▶ _Exercise set_:
1/ According to the post on making transit an essential service, which part of the Progressive Conservative arbitration plan did the Liberals leave out of their budget bill?
2/ Extend the post on making transit an essential service, starting after its final sentence.

Chambers of Commerce Call for Essential-Service Designation, Part 3

Posted 22 June 2012 at 3:27 PM · View comments

Continued from part two.

It is the fear that transit unions will succeed in using arbitration as a tool to secure excessive wage and benefit increases from taxpayers that makes it sensible to demand changes to arbitration law before considering making transit an essential service. So long as transit workers retain the right to strike, municipalities will find it a challenge to operate a transit service that is both dependable and affordable. Taking away the right to strike may create a moral obligation to provide an alternative but this alternative must respect taxpayers and transit users as much as it does the workers. There is no sense in forcing labour disputes to arbitration if the cost of public transit will skyrocket as a result.

A Political Solution

Back in February, two months ahead of the Newmarket Chamber publishing its recommendation, the Ontario Progressive Conservative Party outlined a plan for arbitration reform in a series of news releases on their website. Their proposal would

  1. Require arbitrators to base awards on a municipality's ability to pay without raising taxes (implicitly invalidating the infinite ability to pay arbitrators had previously ascribed to governments);

  2. Place strict deadlines on the arbitration process, helping to ensure settlements accurately reflect the current economic situation in the affected municipality; and

  3. Require arbitrators to justify their decisions in writing to provide better accountability.

The minority Liberal government adopted parts of this plan in their budget bill to curry favour with the Conservatives, from whom they needed support to get the budget passed. Left out was the ability-to-pay mandate, but the Liberals offered to propose legislation that would require written rationales from arbitrators and impose a twelve-month deadline on the whole process.

Schedule 68 of the original bill applied these measures to the Toronto Transit Commission Labour Disputes Resolution Act, the legislation that effectively designates the TTC an essential service and denies its employees the right to strike. With the passage of the budget bill, the amended act could perhaps have served as a template for transit systems across the province.

(Saved data entries)
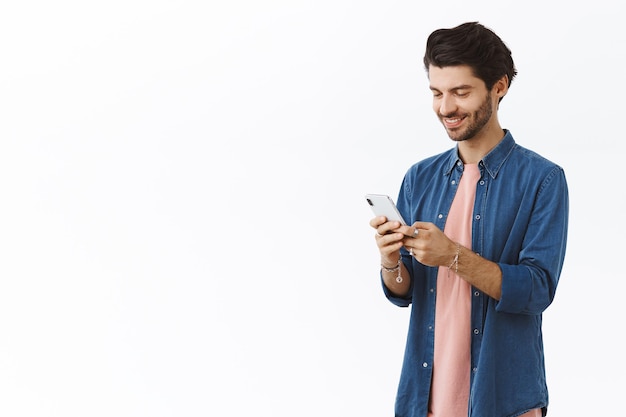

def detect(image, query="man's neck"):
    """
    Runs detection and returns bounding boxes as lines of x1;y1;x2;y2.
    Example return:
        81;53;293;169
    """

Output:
459;124;505;164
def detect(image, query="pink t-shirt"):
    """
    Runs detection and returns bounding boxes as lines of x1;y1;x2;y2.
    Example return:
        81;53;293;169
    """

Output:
428;164;541;417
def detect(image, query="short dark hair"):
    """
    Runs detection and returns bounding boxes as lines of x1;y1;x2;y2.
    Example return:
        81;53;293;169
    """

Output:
424;22;517;94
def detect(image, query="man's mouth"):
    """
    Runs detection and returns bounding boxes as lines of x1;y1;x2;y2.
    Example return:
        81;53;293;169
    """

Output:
441;117;464;129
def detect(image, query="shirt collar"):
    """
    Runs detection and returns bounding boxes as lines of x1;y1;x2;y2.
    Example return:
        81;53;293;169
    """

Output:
446;129;515;178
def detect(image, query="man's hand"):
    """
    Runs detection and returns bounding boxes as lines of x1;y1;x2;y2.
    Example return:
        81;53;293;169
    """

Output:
402;222;456;266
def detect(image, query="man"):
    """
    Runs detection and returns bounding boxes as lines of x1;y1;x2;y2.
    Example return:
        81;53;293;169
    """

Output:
370;22;569;417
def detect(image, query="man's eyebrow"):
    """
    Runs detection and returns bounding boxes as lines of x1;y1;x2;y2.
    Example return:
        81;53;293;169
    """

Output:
430;84;474;91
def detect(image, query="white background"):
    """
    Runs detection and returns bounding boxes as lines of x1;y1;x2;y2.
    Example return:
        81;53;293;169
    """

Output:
0;0;626;417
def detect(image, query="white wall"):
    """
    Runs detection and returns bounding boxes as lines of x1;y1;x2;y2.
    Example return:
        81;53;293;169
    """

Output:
0;0;626;417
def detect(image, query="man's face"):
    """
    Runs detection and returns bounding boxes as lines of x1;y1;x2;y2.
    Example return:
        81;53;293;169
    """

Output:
428;65;494;142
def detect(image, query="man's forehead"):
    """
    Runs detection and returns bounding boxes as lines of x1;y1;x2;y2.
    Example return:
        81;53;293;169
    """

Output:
428;65;482;90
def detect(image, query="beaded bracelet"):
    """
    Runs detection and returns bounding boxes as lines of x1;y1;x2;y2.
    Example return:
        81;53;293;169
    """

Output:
380;257;403;284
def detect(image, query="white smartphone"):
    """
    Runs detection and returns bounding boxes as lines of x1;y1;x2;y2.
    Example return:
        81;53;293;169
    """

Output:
365;194;406;225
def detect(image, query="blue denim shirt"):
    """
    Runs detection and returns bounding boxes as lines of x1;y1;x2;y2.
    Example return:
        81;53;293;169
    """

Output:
383;131;569;417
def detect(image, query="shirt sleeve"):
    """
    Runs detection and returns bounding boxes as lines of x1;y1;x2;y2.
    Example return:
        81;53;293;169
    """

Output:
496;167;569;314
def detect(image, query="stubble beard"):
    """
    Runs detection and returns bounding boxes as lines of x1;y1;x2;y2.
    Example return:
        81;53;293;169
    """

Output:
439;94;493;142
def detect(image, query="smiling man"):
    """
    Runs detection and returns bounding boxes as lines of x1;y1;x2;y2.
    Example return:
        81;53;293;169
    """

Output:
370;22;569;417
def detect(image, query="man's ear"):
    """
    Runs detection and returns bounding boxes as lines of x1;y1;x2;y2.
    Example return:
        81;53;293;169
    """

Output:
493;75;509;100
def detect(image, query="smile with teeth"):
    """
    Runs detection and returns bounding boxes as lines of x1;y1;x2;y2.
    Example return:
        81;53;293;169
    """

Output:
442;117;463;127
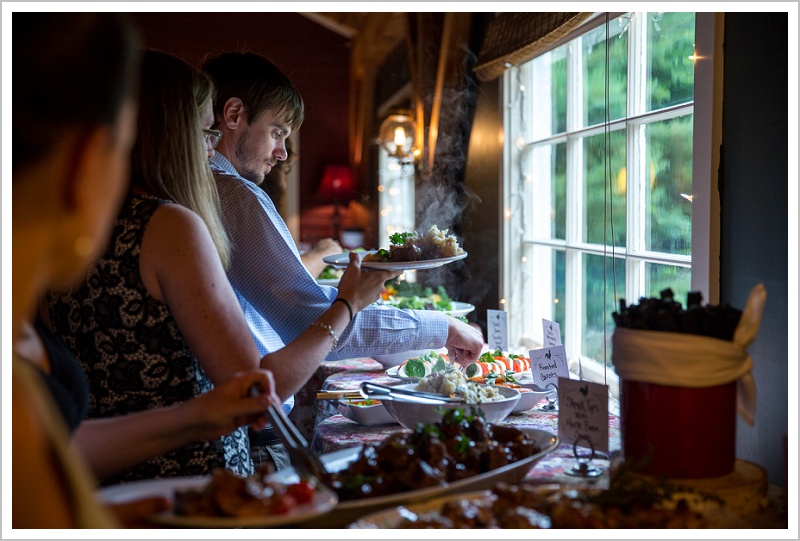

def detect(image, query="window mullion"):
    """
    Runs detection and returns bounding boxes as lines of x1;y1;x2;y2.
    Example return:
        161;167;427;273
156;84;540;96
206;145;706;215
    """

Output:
625;12;648;299
562;39;583;354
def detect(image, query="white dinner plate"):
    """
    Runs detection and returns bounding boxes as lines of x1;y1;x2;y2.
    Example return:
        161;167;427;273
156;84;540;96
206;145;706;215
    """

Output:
98;469;339;528
384;358;532;384
322;250;467;271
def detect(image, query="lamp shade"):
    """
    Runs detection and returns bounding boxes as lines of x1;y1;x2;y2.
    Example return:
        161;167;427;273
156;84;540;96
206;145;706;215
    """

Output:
317;165;356;202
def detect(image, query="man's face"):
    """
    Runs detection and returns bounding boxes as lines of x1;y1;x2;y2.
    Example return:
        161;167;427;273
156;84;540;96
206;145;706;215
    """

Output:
231;111;292;184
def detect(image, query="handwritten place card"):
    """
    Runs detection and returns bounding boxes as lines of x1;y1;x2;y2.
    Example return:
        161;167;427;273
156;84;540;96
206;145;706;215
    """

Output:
542;318;561;348
528;346;569;389
486;310;508;351
558;378;608;453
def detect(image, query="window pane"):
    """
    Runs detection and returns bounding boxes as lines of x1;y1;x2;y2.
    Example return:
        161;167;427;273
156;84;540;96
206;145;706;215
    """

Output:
645;115;692;255
528;245;566;340
530;143;567;240
581;254;625;361
582;130;627;247
529;46;567;140
646;13;694;111
581;17;628;126
648;263;692;308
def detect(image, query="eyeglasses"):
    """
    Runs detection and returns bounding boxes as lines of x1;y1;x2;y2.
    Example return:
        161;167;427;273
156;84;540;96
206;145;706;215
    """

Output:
203;128;222;149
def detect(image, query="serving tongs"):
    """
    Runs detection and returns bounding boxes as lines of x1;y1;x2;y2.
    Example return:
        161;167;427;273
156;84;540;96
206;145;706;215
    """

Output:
250;385;325;480
361;381;465;404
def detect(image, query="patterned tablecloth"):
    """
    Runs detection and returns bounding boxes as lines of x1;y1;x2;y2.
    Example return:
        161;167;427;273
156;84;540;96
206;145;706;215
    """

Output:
289;358;383;441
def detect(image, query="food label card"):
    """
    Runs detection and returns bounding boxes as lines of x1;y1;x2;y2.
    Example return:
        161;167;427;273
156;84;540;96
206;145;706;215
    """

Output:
486;310;508;351
558;378;608;453
542;318;561;348
528;346;569;389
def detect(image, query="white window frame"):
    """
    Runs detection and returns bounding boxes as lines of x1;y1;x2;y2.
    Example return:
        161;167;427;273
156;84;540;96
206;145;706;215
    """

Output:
500;13;724;397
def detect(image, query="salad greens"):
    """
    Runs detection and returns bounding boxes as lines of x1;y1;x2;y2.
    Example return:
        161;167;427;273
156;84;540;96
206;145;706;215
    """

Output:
381;279;453;311
405;351;447;378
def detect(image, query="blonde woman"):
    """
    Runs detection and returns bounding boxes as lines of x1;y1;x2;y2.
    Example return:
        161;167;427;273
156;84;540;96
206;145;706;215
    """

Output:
13;17;288;529
49;51;393;484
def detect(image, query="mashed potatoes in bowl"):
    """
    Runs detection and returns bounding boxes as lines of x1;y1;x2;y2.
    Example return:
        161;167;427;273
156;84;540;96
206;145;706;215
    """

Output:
416;370;508;404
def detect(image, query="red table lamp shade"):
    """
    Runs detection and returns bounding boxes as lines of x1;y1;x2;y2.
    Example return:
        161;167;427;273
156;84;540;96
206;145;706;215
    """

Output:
317;165;356;241
317;165;356;203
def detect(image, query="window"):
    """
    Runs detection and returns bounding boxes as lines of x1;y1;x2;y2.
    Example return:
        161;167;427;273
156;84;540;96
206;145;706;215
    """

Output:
502;12;714;392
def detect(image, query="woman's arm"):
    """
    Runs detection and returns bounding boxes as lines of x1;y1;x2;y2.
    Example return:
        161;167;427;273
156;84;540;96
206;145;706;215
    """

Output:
139;205;397;400
72;370;280;479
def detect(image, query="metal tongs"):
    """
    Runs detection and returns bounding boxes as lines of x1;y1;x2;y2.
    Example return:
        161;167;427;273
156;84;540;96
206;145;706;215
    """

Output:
361;381;464;404
250;385;325;480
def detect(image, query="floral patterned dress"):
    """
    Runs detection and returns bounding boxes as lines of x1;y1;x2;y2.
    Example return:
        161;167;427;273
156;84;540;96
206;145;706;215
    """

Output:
49;195;248;485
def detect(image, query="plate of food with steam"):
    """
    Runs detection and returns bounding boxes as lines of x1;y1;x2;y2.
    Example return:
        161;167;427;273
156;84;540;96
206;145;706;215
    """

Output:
323;225;467;271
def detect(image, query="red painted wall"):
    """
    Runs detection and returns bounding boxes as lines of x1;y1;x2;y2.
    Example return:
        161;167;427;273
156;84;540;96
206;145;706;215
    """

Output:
133;13;350;227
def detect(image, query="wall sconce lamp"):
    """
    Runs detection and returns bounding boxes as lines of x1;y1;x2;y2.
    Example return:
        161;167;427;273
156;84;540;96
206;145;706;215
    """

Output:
378;110;419;165
317;165;356;240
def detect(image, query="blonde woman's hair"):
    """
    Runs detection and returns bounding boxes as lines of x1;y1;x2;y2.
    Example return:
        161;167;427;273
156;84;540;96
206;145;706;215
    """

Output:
131;50;231;269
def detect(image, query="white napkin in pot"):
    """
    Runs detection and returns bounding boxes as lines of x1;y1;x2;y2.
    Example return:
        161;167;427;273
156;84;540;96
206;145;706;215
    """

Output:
612;284;767;426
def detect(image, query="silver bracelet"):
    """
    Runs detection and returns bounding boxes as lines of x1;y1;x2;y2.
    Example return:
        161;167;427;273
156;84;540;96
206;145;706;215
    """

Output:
311;321;339;351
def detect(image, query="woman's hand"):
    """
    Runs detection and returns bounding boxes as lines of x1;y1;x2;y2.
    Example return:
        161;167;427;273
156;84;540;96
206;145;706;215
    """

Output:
339;252;400;312
182;370;281;440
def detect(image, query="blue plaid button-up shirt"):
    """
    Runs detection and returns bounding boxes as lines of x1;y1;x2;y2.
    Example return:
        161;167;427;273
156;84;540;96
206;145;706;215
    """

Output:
211;153;447;360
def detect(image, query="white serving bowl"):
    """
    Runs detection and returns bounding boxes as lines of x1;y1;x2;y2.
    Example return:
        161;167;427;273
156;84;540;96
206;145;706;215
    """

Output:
383;383;520;430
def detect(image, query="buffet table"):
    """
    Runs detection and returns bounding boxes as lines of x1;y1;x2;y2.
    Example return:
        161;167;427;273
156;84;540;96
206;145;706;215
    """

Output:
311;401;621;483
311;362;787;528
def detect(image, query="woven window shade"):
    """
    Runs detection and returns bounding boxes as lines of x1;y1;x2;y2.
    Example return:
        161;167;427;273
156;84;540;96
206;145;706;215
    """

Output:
473;13;592;81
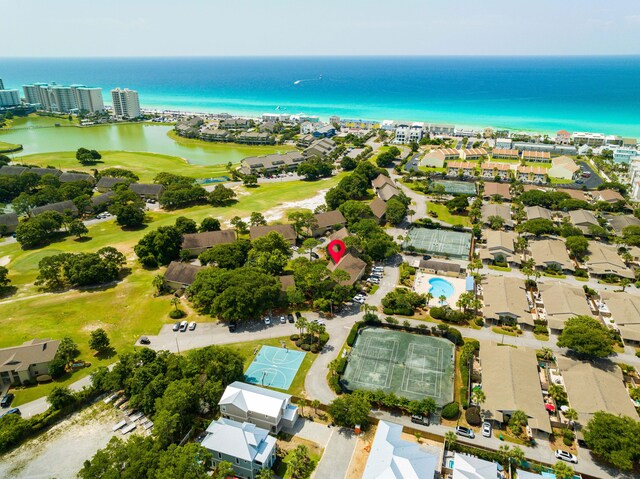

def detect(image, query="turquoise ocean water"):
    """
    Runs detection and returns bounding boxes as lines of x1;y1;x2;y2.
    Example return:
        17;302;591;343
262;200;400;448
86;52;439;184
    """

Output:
0;56;640;137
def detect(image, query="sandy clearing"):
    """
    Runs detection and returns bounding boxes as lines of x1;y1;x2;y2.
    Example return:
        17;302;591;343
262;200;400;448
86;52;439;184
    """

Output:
0;401;124;479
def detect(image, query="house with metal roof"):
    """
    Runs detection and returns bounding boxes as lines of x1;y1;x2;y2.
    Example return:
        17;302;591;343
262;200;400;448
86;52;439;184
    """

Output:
585;241;635;280
164;261;202;289
362;421;439;479
529;239;576;273
182;229;236;256
0;339;60;385
201;418;276;479
556;355;640;436
538;281;592;332
480;342;552;438
218;381;298;434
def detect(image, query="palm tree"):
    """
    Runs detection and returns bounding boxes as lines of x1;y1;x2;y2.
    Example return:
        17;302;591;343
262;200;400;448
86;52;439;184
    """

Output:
444;431;458;449
256;469;275;479
294;316;309;337
171;296;180;311
471;388;487;406
553;461;575;479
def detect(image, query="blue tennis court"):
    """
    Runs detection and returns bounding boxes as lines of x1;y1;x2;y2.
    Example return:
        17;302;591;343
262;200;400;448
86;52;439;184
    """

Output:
244;346;306;391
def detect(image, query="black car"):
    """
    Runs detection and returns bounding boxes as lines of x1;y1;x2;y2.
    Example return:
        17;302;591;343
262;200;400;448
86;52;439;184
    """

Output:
411;414;429;426
0;393;15;407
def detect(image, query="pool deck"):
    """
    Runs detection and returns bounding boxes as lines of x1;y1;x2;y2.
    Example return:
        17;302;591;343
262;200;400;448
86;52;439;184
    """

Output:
413;271;466;309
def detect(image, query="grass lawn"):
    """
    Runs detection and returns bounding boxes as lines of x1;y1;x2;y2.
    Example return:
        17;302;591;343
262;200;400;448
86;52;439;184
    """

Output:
167;130;295;156
427;202;471;227
224;336;318;397
18;151;228;182
487;264;511;273
0;176;340;405
0;141;22;153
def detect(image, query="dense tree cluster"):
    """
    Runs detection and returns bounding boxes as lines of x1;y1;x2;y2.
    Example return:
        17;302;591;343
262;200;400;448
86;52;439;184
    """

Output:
133;226;182;268
154;173;207;209
76;147;102;166
35;246;126;290
325;161;388;210
188;266;280;321
558;316;614;358
583;411;640;471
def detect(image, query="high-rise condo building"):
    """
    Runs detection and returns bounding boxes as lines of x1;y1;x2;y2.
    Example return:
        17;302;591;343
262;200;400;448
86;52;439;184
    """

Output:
111;88;140;118
22;83;104;113
71;85;104;113
0;90;20;108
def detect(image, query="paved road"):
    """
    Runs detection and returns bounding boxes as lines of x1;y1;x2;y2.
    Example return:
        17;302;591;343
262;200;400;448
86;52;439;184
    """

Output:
314;428;356;479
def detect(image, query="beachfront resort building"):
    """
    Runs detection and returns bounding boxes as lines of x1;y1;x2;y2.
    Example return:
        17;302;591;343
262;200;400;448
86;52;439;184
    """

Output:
0;89;20;108
22;83;104;113
111;88;140;118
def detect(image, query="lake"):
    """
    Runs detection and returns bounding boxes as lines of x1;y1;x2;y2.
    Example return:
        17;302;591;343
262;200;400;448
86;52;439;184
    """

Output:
0;118;288;165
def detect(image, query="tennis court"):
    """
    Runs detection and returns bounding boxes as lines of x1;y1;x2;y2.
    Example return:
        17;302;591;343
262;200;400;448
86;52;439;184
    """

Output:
433;180;477;196
244;346;306;391
342;328;454;406
402;228;471;259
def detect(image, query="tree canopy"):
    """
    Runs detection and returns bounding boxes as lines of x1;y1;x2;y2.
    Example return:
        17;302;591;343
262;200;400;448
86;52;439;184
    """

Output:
558;316;614;358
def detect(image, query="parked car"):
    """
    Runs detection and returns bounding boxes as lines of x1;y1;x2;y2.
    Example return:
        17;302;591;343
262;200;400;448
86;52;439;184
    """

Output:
0;393;15;407
555;449;578;464
456;426;476;439
411;414;429;426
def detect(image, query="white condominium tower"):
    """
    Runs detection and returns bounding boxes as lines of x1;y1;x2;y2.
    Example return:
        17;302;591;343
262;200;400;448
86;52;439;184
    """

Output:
22;83;104;113
111;88;140;118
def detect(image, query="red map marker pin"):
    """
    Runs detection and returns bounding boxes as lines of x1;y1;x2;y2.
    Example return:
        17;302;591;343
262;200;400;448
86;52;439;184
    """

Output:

▶ _Outputs in order_:
1/ The ability-to-pay mandate.

2/
A Victory for the NDP

For better or worse, that is not what happened. To summarize the (sometimes dramatic) political wrangling of the last week, the Ontario New Democratic Party succeeded in voting down four key schedules of the budget bill that pertained to arbitration reform, among them Schedule 68. Speaking in parliament, NDP MPP Cindy Forster defended the existing arbitration process, arguing statistics show it is already working as intended:

For many years, I actually negotiated with the Ontario Nurses' Association in the hospital sector, in the community sector, in the homes sector… We went to arbitration for four different contracts, and it took four years to get them up to parity with the nurses in the homes for the aged in the Niagara region. So, arbitrators are looking at the ability to pay, and I think it would be a mistake trying to interfere in that neutral process. If employees do not have the right to strike, then they have to have the right to go to some process that will be fair and neutral to them.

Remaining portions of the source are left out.